====== Records supplied ======
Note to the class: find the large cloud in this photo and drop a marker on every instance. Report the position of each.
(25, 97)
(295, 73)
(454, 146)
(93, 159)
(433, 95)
======
**Do this:** Output every line of the entries above as a JSON list of strings, with one string per line and no blank lines.

**Answer for the task:**
[
  "Note to the class: find the large cloud in this photo and drop a marker on every instance. Report the position of each.",
  "(25, 97)",
  "(295, 73)",
  "(454, 146)",
  "(93, 159)",
  "(433, 95)"
]